Goal of the exercise
Please give again the material from the line containing "Detect all occurrences of picture" to the line containing "[149,0,337,165]", both lines included, with the "Detect" lines unchanged and every bounding-box coordinate offset by 113.

Available data
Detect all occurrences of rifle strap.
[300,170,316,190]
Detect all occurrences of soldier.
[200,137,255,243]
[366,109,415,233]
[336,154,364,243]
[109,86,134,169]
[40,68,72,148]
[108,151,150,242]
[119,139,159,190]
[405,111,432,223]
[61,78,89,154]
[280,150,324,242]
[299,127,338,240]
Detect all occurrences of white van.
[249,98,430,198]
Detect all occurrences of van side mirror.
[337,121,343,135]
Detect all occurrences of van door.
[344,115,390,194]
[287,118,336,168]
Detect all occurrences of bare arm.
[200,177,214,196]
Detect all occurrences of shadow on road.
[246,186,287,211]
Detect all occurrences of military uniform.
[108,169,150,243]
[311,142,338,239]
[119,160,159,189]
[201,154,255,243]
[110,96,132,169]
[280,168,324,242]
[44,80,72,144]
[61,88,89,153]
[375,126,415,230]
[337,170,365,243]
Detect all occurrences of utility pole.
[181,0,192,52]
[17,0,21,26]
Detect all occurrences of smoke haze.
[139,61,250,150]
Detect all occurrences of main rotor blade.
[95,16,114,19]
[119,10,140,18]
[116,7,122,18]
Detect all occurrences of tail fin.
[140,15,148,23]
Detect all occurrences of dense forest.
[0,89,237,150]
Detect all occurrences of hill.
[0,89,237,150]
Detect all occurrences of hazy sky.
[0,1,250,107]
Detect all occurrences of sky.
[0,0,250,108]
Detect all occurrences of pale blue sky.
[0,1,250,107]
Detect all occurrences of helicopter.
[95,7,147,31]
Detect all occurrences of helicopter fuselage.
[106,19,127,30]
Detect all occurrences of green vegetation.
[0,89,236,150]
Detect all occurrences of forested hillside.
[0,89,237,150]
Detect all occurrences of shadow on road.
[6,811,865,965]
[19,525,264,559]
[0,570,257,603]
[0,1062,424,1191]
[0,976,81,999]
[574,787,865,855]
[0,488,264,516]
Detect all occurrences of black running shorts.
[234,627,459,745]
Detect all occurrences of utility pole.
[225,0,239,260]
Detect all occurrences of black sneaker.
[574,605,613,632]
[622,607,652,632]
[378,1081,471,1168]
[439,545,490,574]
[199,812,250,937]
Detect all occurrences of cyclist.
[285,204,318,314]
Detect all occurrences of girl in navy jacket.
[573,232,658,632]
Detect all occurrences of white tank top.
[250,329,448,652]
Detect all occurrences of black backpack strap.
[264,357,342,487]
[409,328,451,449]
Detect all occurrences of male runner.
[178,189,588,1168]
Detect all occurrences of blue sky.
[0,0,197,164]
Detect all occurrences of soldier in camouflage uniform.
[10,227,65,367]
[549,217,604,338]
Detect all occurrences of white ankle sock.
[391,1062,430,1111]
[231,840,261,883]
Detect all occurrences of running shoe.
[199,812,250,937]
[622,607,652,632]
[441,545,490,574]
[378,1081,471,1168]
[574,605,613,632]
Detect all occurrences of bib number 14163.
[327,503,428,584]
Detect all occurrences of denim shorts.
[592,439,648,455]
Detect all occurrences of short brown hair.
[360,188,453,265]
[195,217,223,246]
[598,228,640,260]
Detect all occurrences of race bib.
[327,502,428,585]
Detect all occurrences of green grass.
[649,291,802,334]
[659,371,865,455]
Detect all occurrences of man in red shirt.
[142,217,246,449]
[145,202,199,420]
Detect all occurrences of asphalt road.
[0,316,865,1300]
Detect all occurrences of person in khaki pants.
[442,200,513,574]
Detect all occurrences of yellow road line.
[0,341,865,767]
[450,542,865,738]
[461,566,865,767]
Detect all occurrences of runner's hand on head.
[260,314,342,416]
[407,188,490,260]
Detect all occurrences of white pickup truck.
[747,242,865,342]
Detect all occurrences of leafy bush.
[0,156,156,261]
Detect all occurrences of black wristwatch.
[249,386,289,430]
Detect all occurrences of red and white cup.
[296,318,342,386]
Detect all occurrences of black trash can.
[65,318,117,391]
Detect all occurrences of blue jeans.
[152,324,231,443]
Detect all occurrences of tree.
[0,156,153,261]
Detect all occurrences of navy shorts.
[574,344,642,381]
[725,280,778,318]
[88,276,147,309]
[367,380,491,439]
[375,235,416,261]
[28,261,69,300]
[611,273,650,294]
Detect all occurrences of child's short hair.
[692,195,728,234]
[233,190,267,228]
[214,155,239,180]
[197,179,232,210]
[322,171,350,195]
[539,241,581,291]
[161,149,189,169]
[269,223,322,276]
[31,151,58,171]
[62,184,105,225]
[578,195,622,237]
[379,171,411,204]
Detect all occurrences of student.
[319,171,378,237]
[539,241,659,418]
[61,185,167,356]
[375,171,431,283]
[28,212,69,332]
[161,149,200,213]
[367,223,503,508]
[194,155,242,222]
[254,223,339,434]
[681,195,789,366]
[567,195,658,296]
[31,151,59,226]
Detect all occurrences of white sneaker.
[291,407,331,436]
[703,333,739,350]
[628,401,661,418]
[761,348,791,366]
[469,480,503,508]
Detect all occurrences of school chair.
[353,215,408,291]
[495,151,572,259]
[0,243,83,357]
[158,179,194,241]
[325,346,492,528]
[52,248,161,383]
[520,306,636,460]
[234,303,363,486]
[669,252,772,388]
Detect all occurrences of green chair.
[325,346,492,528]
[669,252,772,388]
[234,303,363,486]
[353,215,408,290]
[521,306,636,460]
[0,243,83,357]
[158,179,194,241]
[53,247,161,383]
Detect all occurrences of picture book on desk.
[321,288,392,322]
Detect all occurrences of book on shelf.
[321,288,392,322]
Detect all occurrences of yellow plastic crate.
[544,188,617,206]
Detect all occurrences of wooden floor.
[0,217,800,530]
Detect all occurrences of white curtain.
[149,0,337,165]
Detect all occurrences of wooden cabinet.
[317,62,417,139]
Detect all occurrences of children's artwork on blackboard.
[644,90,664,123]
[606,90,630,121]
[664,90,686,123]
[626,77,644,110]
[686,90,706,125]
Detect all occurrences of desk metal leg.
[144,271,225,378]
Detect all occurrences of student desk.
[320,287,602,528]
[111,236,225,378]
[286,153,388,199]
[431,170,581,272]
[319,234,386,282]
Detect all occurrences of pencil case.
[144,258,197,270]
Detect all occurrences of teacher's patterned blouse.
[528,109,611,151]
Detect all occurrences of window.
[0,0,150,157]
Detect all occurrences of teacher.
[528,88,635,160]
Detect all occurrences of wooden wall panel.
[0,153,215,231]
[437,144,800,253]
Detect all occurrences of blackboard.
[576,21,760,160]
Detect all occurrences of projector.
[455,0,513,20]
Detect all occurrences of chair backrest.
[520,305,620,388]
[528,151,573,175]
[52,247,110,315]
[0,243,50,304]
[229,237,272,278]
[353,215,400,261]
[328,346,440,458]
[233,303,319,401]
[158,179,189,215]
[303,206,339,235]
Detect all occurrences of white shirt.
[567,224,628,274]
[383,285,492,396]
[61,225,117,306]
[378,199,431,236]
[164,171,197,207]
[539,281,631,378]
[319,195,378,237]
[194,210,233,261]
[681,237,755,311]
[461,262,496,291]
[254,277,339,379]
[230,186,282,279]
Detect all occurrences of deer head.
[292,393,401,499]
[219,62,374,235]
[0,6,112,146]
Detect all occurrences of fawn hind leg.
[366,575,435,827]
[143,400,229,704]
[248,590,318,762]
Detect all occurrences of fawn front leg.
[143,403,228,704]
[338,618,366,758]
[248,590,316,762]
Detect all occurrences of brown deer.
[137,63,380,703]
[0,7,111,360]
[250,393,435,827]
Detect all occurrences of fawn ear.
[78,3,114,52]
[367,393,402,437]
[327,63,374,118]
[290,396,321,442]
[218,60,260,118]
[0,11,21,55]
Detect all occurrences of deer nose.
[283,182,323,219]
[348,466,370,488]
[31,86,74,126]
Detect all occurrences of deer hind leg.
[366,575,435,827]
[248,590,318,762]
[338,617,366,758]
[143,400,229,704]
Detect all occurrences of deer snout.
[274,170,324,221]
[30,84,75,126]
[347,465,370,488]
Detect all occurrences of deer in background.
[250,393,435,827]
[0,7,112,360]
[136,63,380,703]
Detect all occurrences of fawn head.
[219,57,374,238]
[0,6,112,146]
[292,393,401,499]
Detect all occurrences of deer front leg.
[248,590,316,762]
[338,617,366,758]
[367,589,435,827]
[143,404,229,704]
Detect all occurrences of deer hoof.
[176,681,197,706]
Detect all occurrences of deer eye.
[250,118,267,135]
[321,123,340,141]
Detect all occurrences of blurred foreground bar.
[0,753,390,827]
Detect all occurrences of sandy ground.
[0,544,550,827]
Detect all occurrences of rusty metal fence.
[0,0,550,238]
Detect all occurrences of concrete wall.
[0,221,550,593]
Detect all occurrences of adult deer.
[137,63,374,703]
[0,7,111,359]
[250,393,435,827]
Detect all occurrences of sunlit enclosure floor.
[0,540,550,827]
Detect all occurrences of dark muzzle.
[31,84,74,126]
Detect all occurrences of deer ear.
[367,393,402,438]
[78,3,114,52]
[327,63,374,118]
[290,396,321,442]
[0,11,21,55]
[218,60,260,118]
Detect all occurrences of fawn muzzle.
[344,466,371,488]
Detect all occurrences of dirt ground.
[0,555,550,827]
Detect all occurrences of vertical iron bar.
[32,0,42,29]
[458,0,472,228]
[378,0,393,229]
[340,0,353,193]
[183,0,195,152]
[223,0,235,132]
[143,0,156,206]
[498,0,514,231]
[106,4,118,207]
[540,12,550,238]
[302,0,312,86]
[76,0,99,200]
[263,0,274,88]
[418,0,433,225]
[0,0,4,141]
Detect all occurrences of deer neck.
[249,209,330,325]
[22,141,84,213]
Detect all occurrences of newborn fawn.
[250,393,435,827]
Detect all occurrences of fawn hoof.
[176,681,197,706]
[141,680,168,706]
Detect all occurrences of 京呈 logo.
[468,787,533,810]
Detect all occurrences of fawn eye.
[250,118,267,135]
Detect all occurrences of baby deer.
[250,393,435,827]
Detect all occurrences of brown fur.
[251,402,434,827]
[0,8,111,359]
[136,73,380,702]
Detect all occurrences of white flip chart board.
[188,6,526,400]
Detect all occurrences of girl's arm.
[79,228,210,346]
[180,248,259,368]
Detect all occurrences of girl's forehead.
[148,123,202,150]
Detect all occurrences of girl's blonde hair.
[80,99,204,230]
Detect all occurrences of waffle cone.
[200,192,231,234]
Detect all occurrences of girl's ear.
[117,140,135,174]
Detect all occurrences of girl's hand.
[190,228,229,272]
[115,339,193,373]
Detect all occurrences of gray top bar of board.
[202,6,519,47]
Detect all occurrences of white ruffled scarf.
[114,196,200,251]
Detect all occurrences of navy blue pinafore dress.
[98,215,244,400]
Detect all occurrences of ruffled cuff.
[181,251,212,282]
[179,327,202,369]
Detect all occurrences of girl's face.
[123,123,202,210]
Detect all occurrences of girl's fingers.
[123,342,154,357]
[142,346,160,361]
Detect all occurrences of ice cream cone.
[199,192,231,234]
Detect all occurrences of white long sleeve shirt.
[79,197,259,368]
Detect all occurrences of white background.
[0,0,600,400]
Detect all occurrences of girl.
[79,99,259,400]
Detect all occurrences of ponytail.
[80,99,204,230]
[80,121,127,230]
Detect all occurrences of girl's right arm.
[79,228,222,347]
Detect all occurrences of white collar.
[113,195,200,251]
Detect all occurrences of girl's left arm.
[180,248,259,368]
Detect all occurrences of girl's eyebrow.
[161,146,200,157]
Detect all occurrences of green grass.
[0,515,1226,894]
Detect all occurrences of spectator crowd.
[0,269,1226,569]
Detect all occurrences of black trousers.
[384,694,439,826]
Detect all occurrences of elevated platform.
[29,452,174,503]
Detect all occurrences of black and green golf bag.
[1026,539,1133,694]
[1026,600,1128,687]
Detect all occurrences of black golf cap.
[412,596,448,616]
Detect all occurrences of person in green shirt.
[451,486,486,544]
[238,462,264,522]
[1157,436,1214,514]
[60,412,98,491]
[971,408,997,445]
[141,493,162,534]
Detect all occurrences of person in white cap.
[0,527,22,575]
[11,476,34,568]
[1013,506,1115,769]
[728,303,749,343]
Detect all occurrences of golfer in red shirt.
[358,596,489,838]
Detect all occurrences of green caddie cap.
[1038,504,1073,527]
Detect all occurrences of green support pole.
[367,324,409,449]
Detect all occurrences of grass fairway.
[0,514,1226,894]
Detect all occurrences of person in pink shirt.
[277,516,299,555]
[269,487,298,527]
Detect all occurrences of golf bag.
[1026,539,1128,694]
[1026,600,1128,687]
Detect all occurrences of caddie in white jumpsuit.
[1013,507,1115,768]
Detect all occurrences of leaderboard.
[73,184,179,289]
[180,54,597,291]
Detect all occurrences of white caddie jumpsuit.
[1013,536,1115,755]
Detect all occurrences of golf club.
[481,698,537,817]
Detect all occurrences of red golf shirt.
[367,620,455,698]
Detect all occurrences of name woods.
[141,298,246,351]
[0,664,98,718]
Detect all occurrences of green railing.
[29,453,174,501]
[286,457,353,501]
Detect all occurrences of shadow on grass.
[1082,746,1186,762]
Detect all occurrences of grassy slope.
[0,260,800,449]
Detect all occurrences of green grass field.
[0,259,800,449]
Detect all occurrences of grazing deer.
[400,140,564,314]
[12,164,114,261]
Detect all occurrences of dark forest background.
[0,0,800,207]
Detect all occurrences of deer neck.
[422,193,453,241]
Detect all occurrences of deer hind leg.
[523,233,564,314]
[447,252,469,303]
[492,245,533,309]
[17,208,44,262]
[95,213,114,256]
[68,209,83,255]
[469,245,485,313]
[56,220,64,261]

Exercise solution
Detect all occurrences of picture book on desk.
[434,401,505,435]
Detect all occurrences of book on shelf.
[434,401,505,435]
Detect all occurrences of yellow plastic crate.
[657,301,730,319]
Detect all occurrences of wooden floor.
[113,330,913,643]
Detect all occurrences of white curtain.
[262,113,450,278]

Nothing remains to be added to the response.